## [PASSAGE SHOWN]
= = = = =
Communist Party Secretary of Peking University
- In office March 1984 – November 1990
- President: Zhang Longxiang Ding Shisun Wu Shuqing
- Preceded by: Xiang Ziming
- Succeeded by: Wang Jialiu

Personal details
- Born: August 1926 Qu County, Zhejiang, China
- Died: 13 December 2021 (aged 95) Beijing, China
- Party: Chinese Communist Party
- Alma mater: Peking University

Chinese name
- Simplified Chinese: 王学珍
- Traditional Chinese: 王學珍

Standard Mandarin
- Hanyu Pinyin: Wáng Xuézhēn

= Wang Xuezhen =

Chinese politician (1926–2021)

Wang Xuezhen (王学珍; August 1926 – 13 December 2021) was a Chinese politician who served as party secretary of Peking University from 1984 to 1991. He was an alternate member of the 12th and 13th Central Committee of the Chinese Communist Party. He was a member of the 8th National Committee of the Chinese People's Political Consultative Conference.
= = = = =
## [RAW RECORDS]
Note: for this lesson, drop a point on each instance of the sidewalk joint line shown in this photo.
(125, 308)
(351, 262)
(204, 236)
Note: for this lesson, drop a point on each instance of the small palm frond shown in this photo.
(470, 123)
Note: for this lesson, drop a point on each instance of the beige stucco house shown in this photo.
= = = = =
## [THE TASKS]
1/ Reproduce the part of the Wang Xuezhen biography from "Wang Xuezhen (王学珍;" to "Political Consultative Conference.".
2/ Based on the Wang Xuezhen biography, state whether each statement is true. (a) He was born in Qu County, Zhejiang. (b) He was a full member of the 12th Central Committee of the Chinese Communist Party. (c) His predecessor as party secretary of Peking University was Wang Jialiu.
3/ Pick up the Wang Xuezhen biography after its final sentence and continue it.

## [ANSWERS TO THE EXERCISE]
1/
Wang Xuezhen (王学珍; August 1926 – 13 December 2021) was a Chinese politician who served as party secretary of Peking University from 1984 to 1991. He was an alternate member of the 12th and 13th Central Committee of the Chinese Communist Party. He was a member of the 8th National Committee of the Chinese People's Political Consultative Conference.

2/
(a) Yes: "Born: August 1926 Qu County, Zhejiang, China"
(b) No: "He was an alternate member of the 12th and 13th Central Committee of the Chinese Communist Party."
(c) No: "Preceded by: Xiang Ziming"

3/
==Biography==
Wang was born in Qu County (now Longyou County), Zhejiang, in August 1926. He participated in the Chinese Communist Revolution in January 1948, and joined the Chinese Communist Party (CCP) in July of that same year. He secondary studied at Zhejiang Provincial No. 8 High School (now Quzhou No. 1 High School). In 1947, he was admitted to Peking University, majoring in law. After graduating in 1951, he stayed at the university and worked successively as president of the Student Union, director of Organization Department, and director of Academic Affairs Office. In 1966, the Cultural Revolution broke out, he was discharged and sent to the May Seventh Cadre Schools to do farm works in east China's Jiangxi province. He was reinstated in 1972 and was elevated to vice president in 1978. He was appointed party secretary, the top political position of the university, in March 1984, and served until November 1990. During his term in office, the 1989 Tiananmen Square protests and massacre broke out, on 18 May, he expressed his support for the students when he participated in the "dialogue" between the representatives of the leaders of the student movement and then Premier Li Peng at the Great Hall of the People. He died in Beijing on 13 December 2021, at the age of 95.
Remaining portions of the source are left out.